→ **Input material**:
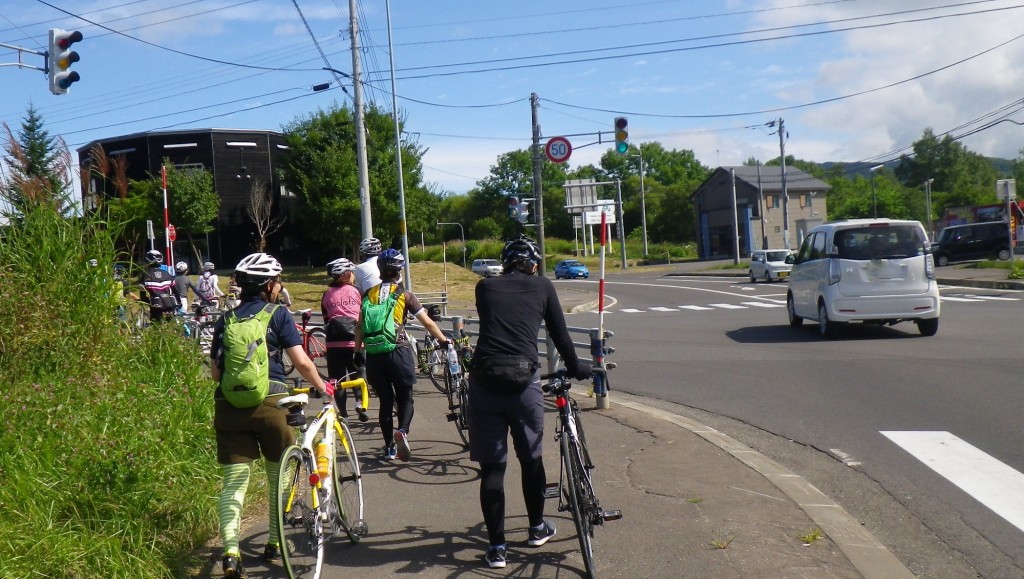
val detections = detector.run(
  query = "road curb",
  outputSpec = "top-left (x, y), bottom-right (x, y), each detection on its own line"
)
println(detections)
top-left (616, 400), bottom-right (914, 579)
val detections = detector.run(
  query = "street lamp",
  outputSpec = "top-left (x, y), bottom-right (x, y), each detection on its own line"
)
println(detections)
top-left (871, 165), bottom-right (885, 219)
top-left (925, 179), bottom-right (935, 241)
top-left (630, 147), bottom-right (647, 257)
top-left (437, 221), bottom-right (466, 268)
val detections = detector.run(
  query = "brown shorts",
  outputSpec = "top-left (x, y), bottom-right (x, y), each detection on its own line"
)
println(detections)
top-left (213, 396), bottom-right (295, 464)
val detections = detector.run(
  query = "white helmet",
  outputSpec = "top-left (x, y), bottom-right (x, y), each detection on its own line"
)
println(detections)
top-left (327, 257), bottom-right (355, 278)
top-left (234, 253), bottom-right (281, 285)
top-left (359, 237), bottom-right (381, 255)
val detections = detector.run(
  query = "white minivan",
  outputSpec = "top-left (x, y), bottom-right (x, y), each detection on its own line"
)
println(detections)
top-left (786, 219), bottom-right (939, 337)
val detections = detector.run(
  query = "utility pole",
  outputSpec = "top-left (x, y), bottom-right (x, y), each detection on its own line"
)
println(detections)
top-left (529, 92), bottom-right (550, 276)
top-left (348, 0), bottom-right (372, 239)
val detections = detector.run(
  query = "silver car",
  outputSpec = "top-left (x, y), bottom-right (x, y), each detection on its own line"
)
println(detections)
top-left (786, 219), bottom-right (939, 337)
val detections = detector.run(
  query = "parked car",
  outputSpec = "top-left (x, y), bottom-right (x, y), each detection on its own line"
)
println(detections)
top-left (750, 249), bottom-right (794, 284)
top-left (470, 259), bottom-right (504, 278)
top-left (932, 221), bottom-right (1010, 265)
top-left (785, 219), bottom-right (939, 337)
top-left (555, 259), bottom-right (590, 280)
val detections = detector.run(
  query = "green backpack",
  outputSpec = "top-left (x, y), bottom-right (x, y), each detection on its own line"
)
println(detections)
--
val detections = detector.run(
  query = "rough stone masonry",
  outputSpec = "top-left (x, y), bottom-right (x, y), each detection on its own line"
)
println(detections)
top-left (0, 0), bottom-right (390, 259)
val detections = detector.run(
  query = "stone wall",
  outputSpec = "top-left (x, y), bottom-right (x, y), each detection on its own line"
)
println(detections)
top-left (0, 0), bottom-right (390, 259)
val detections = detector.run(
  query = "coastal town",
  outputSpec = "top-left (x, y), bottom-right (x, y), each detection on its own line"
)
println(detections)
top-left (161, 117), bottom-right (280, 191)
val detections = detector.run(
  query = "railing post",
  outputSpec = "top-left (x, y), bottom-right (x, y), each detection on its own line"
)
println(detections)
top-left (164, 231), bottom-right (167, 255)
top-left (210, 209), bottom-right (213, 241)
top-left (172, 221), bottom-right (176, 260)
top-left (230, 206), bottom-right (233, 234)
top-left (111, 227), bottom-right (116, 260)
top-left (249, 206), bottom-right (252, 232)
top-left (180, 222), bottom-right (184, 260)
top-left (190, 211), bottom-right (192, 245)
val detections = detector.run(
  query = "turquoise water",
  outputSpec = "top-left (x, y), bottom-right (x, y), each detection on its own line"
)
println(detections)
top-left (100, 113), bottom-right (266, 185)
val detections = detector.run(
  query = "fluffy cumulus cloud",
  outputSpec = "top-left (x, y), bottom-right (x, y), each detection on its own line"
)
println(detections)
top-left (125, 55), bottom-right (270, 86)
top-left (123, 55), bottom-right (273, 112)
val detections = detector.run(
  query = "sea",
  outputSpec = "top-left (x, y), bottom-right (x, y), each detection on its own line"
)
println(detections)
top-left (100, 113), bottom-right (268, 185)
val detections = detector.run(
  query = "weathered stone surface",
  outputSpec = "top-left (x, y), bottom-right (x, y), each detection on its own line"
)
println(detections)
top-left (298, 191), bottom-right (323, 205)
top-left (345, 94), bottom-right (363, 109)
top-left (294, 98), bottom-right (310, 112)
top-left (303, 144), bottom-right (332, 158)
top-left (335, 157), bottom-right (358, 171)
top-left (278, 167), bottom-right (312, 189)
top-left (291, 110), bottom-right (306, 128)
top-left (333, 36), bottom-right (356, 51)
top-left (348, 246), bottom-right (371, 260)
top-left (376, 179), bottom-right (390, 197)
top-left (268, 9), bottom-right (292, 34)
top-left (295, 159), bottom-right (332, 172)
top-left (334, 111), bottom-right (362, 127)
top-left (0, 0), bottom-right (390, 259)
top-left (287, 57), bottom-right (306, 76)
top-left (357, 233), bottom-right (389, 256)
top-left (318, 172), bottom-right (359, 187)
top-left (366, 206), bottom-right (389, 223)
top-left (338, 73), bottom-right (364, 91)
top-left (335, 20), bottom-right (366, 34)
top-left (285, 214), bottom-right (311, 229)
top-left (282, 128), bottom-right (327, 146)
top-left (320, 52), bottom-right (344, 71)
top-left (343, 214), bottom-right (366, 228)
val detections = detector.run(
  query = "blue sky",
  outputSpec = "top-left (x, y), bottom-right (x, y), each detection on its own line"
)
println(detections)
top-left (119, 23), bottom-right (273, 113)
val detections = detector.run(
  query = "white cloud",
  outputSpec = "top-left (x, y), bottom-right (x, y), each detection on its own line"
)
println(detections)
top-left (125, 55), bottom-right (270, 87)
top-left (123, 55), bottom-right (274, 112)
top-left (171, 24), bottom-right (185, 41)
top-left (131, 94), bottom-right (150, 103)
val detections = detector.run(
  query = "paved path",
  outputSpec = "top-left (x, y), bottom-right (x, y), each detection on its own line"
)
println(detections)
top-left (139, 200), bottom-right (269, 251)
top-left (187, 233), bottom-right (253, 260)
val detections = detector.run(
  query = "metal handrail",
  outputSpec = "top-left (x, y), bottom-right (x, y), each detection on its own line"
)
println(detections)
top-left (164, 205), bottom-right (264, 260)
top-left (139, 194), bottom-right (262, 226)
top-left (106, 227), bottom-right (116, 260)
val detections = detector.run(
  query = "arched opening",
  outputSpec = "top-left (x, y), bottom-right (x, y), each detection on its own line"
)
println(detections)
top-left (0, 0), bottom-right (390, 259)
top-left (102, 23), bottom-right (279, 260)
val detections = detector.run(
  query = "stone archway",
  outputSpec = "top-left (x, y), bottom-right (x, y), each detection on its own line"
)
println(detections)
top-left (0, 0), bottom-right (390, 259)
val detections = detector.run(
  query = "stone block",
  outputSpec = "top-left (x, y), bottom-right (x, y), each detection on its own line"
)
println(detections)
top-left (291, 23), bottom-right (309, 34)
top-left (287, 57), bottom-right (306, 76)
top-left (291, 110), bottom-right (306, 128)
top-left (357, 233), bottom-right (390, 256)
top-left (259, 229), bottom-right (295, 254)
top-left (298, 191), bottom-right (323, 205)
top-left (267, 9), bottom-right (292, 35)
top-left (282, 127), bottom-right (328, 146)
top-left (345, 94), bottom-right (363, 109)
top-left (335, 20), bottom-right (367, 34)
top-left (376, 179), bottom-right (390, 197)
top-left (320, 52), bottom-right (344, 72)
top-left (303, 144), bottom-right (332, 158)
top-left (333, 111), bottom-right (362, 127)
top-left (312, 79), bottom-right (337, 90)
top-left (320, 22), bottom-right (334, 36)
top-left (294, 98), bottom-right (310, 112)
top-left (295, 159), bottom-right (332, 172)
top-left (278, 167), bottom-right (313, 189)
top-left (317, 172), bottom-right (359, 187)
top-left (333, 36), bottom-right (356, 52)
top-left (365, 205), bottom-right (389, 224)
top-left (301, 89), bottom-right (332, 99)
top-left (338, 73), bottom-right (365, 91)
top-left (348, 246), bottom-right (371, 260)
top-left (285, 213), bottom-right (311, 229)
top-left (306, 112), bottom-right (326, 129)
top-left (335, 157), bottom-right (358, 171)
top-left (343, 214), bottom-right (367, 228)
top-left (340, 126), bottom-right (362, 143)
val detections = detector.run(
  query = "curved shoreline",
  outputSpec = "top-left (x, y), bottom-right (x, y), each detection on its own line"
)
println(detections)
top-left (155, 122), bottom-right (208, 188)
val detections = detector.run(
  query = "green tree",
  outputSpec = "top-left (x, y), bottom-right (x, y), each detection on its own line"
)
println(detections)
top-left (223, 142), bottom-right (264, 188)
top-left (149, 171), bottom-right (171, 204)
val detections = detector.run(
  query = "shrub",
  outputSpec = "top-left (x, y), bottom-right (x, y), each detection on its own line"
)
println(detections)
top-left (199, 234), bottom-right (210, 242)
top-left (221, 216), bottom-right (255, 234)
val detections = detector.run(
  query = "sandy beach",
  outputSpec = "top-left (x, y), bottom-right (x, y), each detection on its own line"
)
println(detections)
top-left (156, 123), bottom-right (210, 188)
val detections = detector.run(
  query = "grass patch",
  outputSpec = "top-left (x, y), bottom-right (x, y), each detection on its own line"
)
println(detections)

→ **Given instruction**: Please go through the listing above and copy out each line in which the word "stone" appears.

→ **Final result**:
  query = "rough stone masonry",
  query = "stone wall",
  query = "weathered stone surface",
  query = "stone archway",
  query = "stone block",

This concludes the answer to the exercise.